Record set:
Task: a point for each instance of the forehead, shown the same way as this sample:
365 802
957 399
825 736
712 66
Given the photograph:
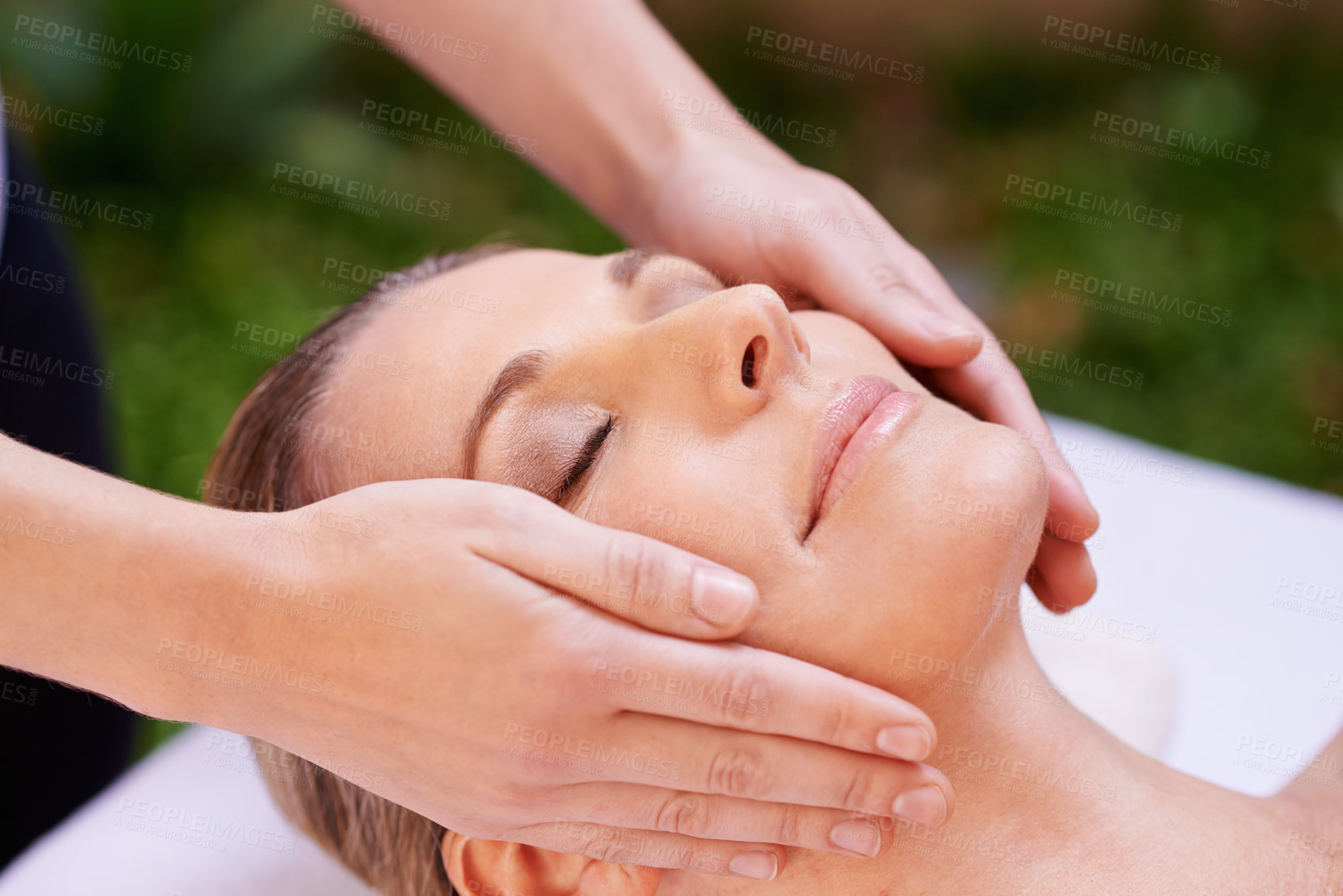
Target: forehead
411 376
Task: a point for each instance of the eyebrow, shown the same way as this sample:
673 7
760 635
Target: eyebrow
520 371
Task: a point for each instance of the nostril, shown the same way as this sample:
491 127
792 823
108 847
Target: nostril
753 360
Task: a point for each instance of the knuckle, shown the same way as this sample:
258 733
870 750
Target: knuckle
739 773
684 815
613 846
634 562
860 793
839 723
788 826
744 697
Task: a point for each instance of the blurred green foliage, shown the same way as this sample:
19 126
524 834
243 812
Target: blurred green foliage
198 150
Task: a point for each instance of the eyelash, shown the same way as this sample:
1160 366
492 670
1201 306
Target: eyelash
587 457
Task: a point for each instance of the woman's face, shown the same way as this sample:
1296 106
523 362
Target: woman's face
788 446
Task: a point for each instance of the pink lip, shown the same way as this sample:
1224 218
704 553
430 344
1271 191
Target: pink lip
852 427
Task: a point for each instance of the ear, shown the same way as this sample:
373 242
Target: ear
497 868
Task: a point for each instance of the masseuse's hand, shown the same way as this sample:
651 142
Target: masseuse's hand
516 711
753 213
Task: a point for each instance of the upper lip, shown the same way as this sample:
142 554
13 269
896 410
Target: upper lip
839 420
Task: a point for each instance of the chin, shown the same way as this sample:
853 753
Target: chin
947 517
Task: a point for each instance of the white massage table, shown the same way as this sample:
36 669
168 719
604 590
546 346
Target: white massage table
1183 655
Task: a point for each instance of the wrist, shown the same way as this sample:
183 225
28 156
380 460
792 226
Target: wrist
196 655
696 137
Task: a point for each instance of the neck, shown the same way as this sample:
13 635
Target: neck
1047 798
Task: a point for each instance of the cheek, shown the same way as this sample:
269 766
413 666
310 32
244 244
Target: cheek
841 350
709 497
948 521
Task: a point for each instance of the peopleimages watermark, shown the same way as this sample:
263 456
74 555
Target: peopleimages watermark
1048 365
1127 300
1333 435
738 123
237 752
1122 47
1157 140
198 829
352 195
66 209
274 344
437 132
15 692
306 602
36 530
825 58
402 40
1073 625
766 213
29 367
580 754
1084 206
396 288
22 115
973 683
1288 760
652 685
95 47
238 670
1308 598
1104 461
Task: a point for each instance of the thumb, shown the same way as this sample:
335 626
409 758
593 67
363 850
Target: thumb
639 579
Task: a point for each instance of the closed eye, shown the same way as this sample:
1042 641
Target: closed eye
586 458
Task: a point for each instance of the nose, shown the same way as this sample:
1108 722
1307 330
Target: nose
742 343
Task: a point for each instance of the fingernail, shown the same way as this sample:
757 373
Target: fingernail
758 866
922 805
722 597
904 742
940 327
858 837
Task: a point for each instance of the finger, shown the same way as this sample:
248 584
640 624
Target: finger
1069 579
732 685
637 578
654 849
777 770
912 312
715 817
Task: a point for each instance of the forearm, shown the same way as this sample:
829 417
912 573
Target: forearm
104 580
587 81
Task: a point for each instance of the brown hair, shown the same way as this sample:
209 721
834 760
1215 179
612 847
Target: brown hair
259 468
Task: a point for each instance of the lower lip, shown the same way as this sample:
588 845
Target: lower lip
880 427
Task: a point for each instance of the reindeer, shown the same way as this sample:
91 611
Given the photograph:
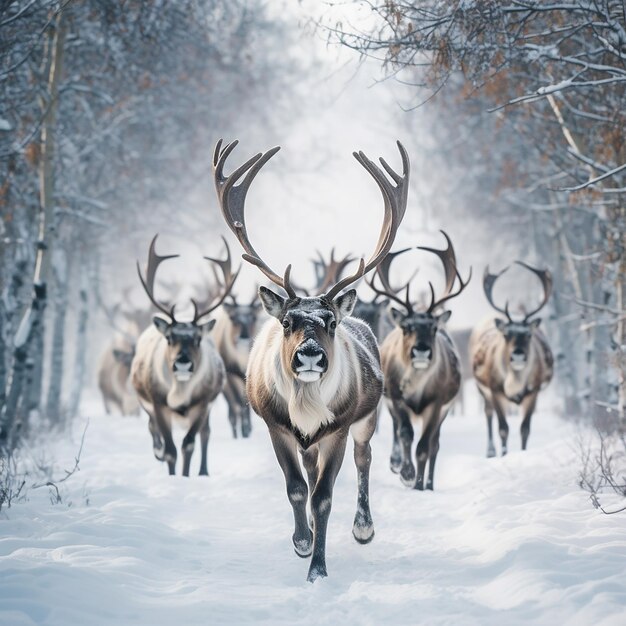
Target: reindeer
234 330
114 376
314 372
114 366
460 338
422 369
512 361
177 371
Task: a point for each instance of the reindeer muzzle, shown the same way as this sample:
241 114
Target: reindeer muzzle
183 368
518 360
421 357
309 362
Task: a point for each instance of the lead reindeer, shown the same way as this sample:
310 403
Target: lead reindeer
314 372
422 370
512 361
177 371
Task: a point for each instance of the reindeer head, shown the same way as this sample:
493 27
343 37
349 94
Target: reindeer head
309 323
124 357
517 334
183 353
243 318
419 328
309 326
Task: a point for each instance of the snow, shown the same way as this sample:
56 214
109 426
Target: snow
501 541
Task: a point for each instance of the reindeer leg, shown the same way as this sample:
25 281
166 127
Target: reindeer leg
500 403
331 457
189 442
243 408
422 452
404 429
310 459
297 492
246 422
491 448
164 426
157 441
395 460
433 450
362 431
528 407
205 431
233 408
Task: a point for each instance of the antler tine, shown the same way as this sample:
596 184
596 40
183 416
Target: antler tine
332 271
545 276
226 286
488 283
395 200
448 258
224 264
383 271
232 200
449 296
154 260
406 304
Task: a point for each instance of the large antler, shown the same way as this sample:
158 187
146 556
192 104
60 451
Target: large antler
331 272
545 276
489 281
154 260
448 259
232 200
382 272
226 284
395 200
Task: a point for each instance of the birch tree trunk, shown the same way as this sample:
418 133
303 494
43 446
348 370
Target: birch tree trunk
25 385
57 351
80 355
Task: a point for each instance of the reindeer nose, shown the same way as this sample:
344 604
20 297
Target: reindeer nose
421 350
310 357
183 363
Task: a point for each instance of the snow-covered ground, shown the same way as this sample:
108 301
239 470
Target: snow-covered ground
501 541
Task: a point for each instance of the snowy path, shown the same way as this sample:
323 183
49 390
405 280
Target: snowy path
501 541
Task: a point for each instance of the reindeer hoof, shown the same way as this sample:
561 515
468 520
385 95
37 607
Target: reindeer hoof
395 465
407 476
302 547
319 571
363 534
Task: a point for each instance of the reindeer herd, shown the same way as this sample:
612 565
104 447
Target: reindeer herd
316 369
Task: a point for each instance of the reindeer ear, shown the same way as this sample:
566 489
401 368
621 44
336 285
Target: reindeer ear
345 304
272 302
396 315
443 318
161 324
207 326
120 356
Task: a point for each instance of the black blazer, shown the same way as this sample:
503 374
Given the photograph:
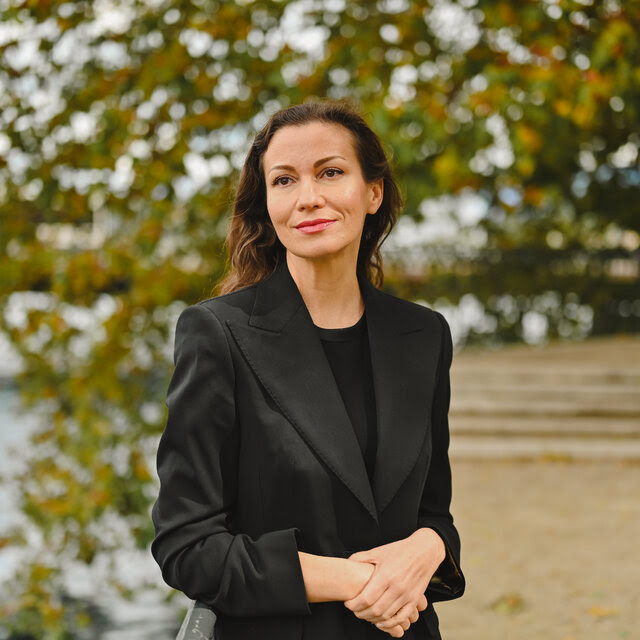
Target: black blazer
259 459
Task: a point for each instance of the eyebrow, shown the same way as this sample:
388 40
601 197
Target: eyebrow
317 163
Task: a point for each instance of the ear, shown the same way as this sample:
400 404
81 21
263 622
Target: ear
375 192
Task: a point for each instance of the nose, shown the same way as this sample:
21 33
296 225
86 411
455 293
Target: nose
309 195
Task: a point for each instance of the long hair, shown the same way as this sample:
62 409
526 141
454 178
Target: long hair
254 248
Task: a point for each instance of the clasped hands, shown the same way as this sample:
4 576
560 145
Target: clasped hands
394 594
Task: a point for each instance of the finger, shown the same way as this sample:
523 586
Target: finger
396 632
361 556
370 596
404 618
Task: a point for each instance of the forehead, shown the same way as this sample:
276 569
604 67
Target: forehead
305 143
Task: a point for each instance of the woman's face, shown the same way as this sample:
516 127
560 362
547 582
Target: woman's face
317 197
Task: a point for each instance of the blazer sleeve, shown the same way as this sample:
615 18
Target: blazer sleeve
197 463
448 581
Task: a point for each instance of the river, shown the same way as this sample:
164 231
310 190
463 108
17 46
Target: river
147 617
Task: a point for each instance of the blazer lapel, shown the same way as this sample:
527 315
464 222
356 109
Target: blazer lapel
283 348
404 357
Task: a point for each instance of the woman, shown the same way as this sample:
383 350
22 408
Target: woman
305 480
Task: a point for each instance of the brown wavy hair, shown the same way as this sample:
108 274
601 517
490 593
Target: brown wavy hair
254 248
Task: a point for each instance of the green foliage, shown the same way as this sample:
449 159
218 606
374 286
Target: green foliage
120 142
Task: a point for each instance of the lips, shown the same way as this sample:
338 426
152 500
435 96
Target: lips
313 226
312 223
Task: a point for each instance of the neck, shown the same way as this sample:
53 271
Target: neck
329 288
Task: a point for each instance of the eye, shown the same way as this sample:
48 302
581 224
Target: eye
281 180
332 172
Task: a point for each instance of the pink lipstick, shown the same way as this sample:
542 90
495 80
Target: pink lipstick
313 226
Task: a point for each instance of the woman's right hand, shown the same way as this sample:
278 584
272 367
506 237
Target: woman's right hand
360 575
403 619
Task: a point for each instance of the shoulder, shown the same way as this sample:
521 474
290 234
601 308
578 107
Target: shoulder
228 306
413 314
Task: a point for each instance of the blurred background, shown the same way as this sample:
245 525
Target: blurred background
514 129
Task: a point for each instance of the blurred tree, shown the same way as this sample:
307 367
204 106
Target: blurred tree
514 129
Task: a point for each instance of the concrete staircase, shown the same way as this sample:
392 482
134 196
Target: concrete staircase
565 401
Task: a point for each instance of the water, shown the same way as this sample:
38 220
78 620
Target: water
147 617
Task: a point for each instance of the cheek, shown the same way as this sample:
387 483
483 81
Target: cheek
277 212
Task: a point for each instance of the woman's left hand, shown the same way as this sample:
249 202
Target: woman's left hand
402 573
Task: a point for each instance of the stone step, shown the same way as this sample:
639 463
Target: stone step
543 407
576 400
506 374
469 447
531 426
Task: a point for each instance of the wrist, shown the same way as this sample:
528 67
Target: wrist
357 575
433 542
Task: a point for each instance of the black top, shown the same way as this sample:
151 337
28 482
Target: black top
347 351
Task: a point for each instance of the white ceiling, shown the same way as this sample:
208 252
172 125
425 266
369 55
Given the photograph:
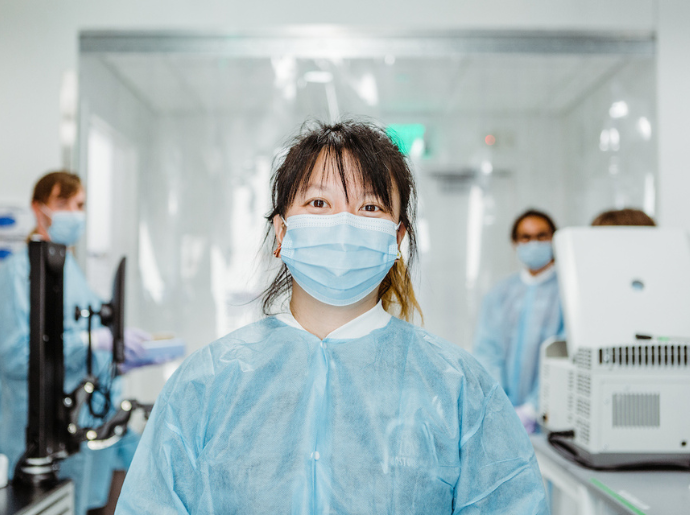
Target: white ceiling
507 83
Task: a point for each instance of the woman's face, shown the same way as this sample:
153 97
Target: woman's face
325 196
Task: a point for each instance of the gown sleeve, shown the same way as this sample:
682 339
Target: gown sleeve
488 346
498 468
164 477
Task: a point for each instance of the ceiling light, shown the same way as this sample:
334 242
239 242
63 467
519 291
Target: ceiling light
320 77
618 110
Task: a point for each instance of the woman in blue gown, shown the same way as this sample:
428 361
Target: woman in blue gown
58 204
337 404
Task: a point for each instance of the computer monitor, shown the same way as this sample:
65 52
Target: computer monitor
620 284
113 313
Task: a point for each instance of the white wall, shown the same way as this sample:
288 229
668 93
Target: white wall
673 88
617 175
39 40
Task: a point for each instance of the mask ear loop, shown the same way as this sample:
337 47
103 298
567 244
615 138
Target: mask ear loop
276 252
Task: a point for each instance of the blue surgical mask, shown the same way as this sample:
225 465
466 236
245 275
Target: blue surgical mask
339 259
67 227
535 255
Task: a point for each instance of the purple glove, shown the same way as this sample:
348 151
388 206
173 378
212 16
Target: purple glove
528 416
102 339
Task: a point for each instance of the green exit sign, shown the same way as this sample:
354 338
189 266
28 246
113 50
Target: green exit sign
404 135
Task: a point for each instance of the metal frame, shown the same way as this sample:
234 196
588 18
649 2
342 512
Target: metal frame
325 42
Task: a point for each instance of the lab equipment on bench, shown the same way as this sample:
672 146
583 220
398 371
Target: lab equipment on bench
615 393
53 431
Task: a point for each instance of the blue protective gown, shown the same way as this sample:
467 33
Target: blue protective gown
516 318
270 419
90 470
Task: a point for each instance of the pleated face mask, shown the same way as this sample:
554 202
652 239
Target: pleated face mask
339 259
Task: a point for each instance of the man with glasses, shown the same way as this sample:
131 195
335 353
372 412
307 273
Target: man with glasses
520 313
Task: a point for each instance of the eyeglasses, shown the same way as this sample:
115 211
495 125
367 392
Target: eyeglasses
542 236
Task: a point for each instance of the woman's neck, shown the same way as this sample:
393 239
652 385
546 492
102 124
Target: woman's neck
322 319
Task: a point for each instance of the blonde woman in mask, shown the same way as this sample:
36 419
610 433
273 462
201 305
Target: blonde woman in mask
58 204
337 404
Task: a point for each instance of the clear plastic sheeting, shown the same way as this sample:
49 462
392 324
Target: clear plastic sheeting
488 134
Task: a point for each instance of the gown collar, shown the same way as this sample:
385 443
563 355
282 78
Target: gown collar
375 318
542 277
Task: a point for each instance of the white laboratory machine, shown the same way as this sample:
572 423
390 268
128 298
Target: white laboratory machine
621 381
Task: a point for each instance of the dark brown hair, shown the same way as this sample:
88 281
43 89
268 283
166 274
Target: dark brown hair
527 214
362 152
624 217
68 183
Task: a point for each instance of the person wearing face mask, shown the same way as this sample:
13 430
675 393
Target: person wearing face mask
519 314
58 205
336 404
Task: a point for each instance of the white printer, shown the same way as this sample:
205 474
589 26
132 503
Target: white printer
621 381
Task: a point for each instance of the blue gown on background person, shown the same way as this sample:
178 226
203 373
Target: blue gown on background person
90 470
388 420
517 316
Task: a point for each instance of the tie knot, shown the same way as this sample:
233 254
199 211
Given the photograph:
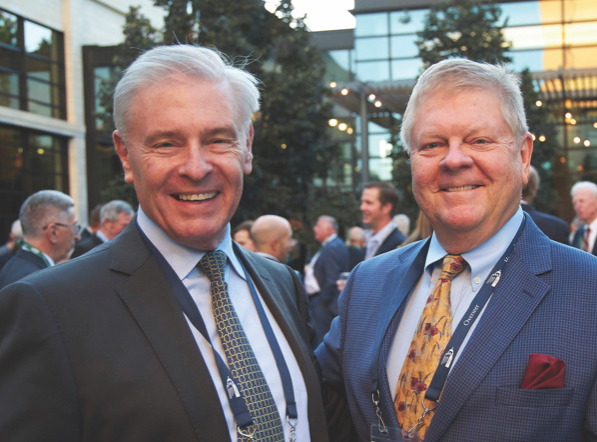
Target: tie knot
452 265
213 264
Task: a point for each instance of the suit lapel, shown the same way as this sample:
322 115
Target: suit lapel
516 298
154 307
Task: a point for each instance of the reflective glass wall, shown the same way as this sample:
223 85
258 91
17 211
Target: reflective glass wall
31 67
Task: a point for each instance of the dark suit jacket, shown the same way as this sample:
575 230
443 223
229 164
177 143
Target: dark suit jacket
332 261
85 245
554 227
577 240
107 355
393 240
20 265
545 303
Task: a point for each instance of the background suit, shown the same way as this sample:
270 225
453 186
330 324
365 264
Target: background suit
85 245
554 227
20 265
111 356
577 240
332 260
545 303
393 240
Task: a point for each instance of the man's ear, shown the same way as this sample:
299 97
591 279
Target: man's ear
123 154
248 165
526 151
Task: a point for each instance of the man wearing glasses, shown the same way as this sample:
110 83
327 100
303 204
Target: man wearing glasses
50 231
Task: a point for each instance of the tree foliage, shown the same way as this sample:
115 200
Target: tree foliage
463 28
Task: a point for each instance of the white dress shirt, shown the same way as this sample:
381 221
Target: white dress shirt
465 286
183 261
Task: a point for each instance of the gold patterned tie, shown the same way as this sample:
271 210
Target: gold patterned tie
428 344
240 357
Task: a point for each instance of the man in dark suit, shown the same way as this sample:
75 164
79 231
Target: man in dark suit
487 299
114 216
378 203
324 269
178 334
584 199
554 227
50 230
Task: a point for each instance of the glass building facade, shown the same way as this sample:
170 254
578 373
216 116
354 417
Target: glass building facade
555 39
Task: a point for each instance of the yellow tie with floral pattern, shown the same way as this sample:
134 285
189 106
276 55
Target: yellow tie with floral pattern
429 341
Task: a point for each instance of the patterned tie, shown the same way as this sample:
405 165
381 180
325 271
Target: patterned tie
585 239
240 357
430 339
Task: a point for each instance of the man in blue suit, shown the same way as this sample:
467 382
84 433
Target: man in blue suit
326 266
521 352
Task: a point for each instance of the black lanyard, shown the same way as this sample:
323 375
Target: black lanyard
476 306
236 400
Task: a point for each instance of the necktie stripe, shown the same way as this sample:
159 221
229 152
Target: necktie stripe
239 355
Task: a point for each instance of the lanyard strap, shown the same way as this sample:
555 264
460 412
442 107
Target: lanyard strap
236 400
36 252
441 373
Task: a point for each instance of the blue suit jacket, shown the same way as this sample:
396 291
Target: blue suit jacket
545 303
332 261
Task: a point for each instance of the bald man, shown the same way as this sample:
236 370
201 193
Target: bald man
272 236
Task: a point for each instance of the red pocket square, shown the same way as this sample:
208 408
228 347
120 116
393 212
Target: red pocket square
543 372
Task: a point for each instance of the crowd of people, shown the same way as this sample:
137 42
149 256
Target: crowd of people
165 324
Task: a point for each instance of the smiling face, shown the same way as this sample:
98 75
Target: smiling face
468 169
186 154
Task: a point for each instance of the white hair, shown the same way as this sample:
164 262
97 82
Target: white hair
164 62
458 74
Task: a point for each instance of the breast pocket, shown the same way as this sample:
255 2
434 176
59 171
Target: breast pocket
533 414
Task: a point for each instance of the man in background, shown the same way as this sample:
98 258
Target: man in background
584 200
555 228
9 249
378 203
272 236
50 230
114 216
323 272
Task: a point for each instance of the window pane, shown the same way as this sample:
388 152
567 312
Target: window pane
373 71
372 24
406 69
526 13
404 46
527 37
372 48
40 40
579 10
402 22
8 28
9 59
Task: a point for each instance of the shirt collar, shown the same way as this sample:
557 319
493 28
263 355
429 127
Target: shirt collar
482 258
182 258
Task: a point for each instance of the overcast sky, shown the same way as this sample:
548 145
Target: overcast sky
322 15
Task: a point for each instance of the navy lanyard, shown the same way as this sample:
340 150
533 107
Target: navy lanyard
242 415
441 373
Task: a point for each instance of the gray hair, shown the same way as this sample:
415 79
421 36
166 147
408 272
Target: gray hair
584 185
111 210
40 209
163 62
458 74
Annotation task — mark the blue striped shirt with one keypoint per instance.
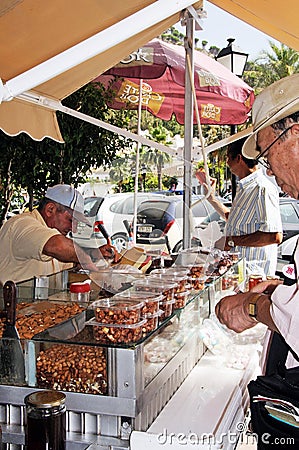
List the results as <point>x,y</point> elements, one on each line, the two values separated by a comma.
<point>256,208</point>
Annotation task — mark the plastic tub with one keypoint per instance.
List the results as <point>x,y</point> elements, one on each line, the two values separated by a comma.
<point>180,299</point>
<point>155,286</point>
<point>116,311</point>
<point>180,280</point>
<point>151,300</point>
<point>152,322</point>
<point>167,310</point>
<point>117,333</point>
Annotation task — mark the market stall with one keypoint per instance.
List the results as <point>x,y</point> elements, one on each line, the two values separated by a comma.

Exercise description: Which lines in the material contain the word "Annotation"? Pull each of them out.

Answer section:
Annotation task — mark the blue striped shirt with one keypoint per instance.
Annotation task — mark the plastic tub with one keypoint per instance.
Annotation task — mark the market stall with one keypoint per instance.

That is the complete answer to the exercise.